- _WHAT IS BEING ASKED_
Every line of the material that includes the word "positive" is to be shown.

- _DATASET EXCERPTS_
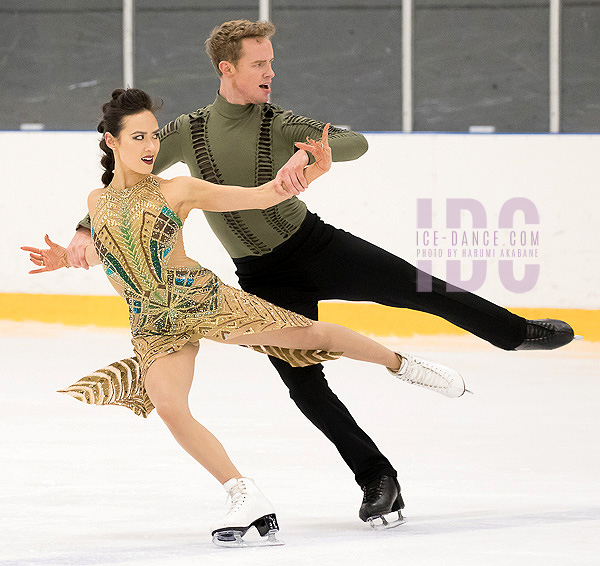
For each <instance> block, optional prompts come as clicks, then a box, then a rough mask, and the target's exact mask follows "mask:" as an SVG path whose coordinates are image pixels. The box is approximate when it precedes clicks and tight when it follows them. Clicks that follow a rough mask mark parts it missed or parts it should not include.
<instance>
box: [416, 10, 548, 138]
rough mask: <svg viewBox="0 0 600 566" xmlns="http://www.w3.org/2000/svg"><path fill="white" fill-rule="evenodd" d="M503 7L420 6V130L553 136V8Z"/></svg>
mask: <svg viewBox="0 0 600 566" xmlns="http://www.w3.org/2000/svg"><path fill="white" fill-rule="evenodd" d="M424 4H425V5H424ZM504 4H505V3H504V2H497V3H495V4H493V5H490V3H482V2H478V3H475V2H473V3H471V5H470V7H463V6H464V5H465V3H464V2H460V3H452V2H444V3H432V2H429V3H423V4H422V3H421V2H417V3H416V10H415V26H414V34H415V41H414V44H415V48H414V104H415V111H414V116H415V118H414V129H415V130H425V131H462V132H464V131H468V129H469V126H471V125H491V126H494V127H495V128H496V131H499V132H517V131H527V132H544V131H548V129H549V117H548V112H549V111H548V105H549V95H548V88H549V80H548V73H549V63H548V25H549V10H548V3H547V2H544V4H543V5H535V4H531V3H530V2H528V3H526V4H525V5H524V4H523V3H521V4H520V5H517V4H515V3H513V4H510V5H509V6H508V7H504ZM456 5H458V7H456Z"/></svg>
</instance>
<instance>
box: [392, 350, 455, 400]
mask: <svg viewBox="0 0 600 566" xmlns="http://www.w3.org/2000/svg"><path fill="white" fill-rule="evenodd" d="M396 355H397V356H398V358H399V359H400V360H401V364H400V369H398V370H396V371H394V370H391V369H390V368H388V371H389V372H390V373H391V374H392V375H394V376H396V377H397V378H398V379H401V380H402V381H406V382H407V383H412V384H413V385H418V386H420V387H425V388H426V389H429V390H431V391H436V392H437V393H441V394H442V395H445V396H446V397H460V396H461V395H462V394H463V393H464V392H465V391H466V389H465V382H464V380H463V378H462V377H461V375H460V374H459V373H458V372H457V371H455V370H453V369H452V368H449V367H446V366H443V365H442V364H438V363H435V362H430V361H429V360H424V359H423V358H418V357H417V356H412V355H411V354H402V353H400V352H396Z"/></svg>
---
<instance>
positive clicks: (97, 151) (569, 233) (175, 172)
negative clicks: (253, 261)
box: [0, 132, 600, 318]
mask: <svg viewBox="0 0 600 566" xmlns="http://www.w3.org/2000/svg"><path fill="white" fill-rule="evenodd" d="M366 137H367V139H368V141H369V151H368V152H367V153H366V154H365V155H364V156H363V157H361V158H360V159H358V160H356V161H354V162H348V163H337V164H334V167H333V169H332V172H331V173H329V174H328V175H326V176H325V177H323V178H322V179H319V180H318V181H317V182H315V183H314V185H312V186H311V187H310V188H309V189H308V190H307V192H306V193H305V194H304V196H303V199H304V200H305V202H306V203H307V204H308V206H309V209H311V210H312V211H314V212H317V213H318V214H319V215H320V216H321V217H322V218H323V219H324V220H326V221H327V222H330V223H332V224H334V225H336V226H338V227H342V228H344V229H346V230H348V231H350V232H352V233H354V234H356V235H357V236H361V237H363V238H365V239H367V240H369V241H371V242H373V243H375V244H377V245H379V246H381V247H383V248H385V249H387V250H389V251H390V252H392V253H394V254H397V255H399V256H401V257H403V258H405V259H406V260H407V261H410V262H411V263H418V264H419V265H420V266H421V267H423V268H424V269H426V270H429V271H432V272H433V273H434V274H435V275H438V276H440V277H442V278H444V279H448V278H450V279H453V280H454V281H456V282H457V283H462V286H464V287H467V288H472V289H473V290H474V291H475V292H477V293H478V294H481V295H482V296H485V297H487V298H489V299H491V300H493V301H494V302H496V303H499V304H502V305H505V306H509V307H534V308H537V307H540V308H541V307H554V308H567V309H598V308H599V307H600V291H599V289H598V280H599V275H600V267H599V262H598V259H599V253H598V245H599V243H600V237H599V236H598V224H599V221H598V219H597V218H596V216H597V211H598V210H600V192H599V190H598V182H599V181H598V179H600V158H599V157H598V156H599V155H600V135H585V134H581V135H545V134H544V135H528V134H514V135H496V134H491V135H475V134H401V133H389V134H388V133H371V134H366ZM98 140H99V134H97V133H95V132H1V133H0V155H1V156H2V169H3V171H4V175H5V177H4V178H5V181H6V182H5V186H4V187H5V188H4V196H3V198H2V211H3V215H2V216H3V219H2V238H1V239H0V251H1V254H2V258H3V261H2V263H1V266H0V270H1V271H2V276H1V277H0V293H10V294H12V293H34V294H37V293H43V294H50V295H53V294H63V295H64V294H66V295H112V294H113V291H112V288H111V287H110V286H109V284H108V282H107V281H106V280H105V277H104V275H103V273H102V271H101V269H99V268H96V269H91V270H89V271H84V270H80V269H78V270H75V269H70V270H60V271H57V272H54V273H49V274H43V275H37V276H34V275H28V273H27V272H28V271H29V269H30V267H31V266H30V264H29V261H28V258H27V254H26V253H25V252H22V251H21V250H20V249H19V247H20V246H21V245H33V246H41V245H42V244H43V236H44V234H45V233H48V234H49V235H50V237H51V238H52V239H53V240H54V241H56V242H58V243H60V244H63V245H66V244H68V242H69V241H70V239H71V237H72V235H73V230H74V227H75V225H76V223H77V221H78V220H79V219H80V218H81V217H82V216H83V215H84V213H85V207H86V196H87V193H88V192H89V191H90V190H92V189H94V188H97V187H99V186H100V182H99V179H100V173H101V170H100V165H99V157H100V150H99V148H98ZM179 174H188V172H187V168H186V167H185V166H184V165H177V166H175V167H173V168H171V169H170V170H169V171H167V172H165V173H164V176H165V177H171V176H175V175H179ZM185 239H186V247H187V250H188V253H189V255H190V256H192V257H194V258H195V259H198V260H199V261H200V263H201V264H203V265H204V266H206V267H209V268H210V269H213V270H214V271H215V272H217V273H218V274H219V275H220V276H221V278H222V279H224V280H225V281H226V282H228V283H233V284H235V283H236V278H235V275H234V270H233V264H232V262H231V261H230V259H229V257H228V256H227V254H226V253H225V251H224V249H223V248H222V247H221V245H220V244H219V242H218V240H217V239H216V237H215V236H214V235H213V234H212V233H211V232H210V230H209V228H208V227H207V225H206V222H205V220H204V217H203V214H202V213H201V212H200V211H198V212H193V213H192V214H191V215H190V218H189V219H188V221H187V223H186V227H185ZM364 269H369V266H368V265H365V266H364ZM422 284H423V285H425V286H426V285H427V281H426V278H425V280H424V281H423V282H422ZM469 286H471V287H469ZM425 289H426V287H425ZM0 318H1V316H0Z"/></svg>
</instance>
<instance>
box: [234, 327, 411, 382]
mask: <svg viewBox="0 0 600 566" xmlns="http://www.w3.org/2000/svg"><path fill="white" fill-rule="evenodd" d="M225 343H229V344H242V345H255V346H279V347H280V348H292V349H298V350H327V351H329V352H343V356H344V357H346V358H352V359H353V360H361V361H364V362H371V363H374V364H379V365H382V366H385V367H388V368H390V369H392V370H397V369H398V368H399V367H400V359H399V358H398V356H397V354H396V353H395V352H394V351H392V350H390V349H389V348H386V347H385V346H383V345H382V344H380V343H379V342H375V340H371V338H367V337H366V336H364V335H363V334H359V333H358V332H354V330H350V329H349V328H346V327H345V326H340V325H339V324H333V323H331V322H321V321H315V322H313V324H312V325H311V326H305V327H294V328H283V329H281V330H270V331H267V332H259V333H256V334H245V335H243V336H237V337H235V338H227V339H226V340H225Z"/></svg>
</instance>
---
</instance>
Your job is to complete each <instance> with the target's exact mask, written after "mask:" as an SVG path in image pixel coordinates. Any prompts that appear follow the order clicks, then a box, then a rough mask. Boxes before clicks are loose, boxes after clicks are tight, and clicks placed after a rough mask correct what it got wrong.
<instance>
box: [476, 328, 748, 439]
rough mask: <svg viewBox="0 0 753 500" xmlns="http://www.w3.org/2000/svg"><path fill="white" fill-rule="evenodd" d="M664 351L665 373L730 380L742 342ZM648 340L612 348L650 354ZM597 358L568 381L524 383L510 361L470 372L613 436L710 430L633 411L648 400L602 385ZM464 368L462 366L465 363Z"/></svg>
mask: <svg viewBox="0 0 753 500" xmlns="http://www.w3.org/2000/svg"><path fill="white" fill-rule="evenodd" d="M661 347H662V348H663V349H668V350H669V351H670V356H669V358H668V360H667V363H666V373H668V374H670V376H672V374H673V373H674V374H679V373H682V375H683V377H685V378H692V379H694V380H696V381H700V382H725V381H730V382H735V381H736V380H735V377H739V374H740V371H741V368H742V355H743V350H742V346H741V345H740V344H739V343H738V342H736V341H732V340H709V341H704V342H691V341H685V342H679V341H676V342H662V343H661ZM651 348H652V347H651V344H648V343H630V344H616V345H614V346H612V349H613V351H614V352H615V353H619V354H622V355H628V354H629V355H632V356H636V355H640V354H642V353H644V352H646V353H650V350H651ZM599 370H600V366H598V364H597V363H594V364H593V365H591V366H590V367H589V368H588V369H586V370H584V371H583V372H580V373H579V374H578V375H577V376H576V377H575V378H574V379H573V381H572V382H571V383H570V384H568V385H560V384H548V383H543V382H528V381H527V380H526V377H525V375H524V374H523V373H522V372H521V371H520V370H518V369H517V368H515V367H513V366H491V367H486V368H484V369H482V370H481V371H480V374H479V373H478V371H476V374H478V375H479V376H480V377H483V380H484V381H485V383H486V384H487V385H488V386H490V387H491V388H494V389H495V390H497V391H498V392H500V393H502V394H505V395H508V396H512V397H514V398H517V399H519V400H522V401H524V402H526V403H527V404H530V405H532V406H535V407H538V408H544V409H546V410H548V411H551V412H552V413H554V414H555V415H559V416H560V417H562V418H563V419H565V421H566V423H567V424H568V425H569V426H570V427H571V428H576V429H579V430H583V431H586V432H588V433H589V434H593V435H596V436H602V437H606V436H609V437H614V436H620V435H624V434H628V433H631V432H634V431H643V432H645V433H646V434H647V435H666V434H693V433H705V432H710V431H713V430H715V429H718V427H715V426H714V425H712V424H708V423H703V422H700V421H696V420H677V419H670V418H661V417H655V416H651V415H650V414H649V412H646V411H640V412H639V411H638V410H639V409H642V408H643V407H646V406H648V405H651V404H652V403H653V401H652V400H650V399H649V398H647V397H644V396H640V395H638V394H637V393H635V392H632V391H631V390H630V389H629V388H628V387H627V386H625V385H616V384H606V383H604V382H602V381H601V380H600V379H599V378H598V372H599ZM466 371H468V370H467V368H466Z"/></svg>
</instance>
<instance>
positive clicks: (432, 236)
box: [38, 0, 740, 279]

- _RESULT OF THIS EXERCISE_
positive clicks: (97, 151) (569, 233) (175, 172)
positive clicks: (432, 236)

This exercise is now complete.